-- Aim of the task --
Find the line containing "Could you mark every instance of the gravel". Return it and every line after it, unchanged, up to and including the last line.

-- Task data --
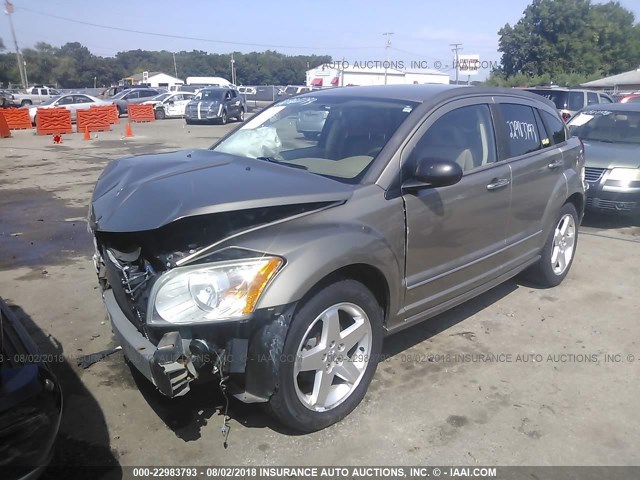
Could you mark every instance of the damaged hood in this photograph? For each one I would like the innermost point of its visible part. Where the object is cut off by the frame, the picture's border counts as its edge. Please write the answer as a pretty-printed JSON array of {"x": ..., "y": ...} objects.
[{"x": 147, "y": 192}]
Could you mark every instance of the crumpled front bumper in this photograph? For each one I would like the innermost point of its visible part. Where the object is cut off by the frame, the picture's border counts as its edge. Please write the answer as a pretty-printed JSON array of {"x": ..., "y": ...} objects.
[
  {"x": 250, "y": 355},
  {"x": 167, "y": 365}
]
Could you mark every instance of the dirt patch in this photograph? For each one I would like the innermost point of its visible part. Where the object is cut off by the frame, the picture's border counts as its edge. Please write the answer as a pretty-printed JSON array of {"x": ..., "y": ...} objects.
[{"x": 38, "y": 229}]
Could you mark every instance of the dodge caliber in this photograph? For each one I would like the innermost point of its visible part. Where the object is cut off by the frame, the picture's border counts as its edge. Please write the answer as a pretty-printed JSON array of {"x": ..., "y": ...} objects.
[{"x": 278, "y": 263}]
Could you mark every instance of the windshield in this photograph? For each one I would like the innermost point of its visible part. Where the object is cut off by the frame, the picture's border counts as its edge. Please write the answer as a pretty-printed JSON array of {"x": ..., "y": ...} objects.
[
  {"x": 49, "y": 101},
  {"x": 209, "y": 95},
  {"x": 118, "y": 96},
  {"x": 606, "y": 126},
  {"x": 337, "y": 137},
  {"x": 160, "y": 97}
]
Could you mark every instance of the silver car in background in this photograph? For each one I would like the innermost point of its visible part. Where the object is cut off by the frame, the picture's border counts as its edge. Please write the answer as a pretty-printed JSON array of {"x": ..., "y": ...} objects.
[{"x": 72, "y": 102}]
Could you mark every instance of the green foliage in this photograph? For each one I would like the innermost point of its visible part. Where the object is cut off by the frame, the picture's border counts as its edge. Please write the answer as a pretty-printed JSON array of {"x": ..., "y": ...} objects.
[
  {"x": 74, "y": 66},
  {"x": 560, "y": 37},
  {"x": 499, "y": 79}
]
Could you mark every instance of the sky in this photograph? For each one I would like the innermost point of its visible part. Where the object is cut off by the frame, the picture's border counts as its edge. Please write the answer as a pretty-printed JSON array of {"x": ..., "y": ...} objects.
[{"x": 348, "y": 30}]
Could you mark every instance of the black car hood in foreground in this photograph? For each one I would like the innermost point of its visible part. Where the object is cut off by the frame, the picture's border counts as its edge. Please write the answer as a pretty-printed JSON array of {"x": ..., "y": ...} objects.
[{"x": 147, "y": 192}]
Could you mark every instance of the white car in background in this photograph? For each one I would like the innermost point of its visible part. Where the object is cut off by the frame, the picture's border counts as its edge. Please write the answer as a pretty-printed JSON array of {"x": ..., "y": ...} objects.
[
  {"x": 71, "y": 101},
  {"x": 168, "y": 105}
]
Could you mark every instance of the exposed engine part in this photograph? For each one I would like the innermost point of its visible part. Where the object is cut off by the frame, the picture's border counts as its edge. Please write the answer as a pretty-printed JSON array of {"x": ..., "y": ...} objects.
[
  {"x": 134, "y": 274},
  {"x": 176, "y": 368}
]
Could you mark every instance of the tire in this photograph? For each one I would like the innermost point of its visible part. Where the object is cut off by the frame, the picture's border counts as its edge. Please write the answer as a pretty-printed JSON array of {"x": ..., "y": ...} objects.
[
  {"x": 559, "y": 250},
  {"x": 300, "y": 402}
]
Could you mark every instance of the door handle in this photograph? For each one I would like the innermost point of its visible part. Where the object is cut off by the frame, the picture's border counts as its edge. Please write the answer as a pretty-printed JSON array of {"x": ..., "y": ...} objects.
[
  {"x": 555, "y": 164},
  {"x": 498, "y": 183}
]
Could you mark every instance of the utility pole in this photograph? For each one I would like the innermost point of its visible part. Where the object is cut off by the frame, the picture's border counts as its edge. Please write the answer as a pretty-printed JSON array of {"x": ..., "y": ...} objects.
[
  {"x": 455, "y": 49},
  {"x": 233, "y": 69},
  {"x": 175, "y": 67},
  {"x": 386, "y": 53},
  {"x": 8, "y": 10}
]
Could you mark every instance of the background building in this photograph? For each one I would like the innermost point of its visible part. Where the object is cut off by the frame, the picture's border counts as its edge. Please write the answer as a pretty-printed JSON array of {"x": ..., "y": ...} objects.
[
  {"x": 334, "y": 75},
  {"x": 153, "y": 79},
  {"x": 623, "y": 82}
]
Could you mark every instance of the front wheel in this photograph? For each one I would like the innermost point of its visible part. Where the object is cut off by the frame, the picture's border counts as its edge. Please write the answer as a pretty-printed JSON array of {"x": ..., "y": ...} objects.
[
  {"x": 559, "y": 250},
  {"x": 329, "y": 357}
]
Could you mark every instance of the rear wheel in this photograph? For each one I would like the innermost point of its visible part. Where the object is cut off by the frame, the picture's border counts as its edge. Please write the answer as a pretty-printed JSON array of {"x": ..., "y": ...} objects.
[
  {"x": 329, "y": 357},
  {"x": 559, "y": 250}
]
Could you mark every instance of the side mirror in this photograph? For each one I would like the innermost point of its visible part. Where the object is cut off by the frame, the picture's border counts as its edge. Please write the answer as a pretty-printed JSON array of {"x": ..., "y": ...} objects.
[{"x": 433, "y": 172}]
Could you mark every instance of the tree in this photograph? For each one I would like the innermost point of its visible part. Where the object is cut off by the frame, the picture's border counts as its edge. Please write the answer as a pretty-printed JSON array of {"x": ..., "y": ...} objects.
[
  {"x": 74, "y": 66},
  {"x": 570, "y": 36}
]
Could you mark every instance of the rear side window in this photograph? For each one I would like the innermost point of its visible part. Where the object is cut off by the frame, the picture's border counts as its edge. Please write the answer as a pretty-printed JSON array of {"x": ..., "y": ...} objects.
[
  {"x": 464, "y": 135},
  {"x": 521, "y": 129},
  {"x": 576, "y": 101},
  {"x": 555, "y": 127}
]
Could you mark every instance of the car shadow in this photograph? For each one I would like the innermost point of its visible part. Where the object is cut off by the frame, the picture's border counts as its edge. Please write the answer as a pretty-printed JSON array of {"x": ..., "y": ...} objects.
[
  {"x": 74, "y": 458},
  {"x": 204, "y": 405},
  {"x": 605, "y": 221}
]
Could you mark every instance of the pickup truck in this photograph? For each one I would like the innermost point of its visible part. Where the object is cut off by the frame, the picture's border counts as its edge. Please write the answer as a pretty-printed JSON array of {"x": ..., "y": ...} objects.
[{"x": 33, "y": 96}]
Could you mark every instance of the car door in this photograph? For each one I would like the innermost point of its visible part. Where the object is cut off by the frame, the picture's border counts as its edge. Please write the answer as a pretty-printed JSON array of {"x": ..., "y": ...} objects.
[
  {"x": 536, "y": 164},
  {"x": 456, "y": 235},
  {"x": 181, "y": 106}
]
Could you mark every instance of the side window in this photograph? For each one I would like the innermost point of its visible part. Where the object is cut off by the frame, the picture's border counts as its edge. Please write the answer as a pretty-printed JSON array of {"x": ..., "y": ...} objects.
[
  {"x": 576, "y": 101},
  {"x": 521, "y": 129},
  {"x": 555, "y": 127},
  {"x": 464, "y": 135}
]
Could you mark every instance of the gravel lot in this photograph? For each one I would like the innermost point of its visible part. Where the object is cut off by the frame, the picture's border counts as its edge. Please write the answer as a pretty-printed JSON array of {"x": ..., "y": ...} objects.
[{"x": 518, "y": 376}]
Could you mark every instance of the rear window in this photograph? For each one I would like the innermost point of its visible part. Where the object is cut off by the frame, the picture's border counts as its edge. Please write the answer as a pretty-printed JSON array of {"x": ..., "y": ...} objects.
[
  {"x": 521, "y": 129},
  {"x": 555, "y": 127},
  {"x": 562, "y": 99}
]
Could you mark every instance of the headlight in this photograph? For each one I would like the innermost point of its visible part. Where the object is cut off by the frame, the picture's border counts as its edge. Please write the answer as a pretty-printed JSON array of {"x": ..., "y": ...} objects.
[
  {"x": 625, "y": 174},
  {"x": 218, "y": 291}
]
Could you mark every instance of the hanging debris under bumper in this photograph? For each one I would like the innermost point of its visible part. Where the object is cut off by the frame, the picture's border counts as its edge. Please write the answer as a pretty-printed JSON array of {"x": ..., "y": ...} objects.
[{"x": 250, "y": 359}]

-- Final answer --
Could you mark every instance of the gravel lot in this photograph? For each one I would like the innermost point of its visible part. Where the object is cut off by the frame, the picture's border counts as its edge. Please write the answer as a pretty-printed JSON array of {"x": ..., "y": ...} objects.
[{"x": 518, "y": 376}]
Could you mark every instance of the rear window in this photograph? For each one I would like the innermost point of its visible part. Where the object is cut off by the frame, the picture's border counts as its edge. Please write the answer as a pretty-printed JSON array of {"x": ..., "y": ...} objects.
[
  {"x": 521, "y": 129},
  {"x": 555, "y": 127},
  {"x": 562, "y": 99}
]
Could you mark every instance of the headlight in this photograph? For each one I would like the innermost point of its visible part. Where the object is cut off by the frame, the picture's border counts as its edge. Please write the answer as a pretty-printed JSON array of {"x": ..., "y": ...} objects.
[
  {"x": 625, "y": 174},
  {"x": 218, "y": 291}
]
Could you mark every instance of the hanging debris under bumper in this photograph? For each one I would like the innermost point of its visible part. Where the object is cut off by the frame, the picture's border counts as its edge. Please write the answer as a pretty-printed JSON array of {"x": ..., "y": ...} objects.
[{"x": 250, "y": 359}]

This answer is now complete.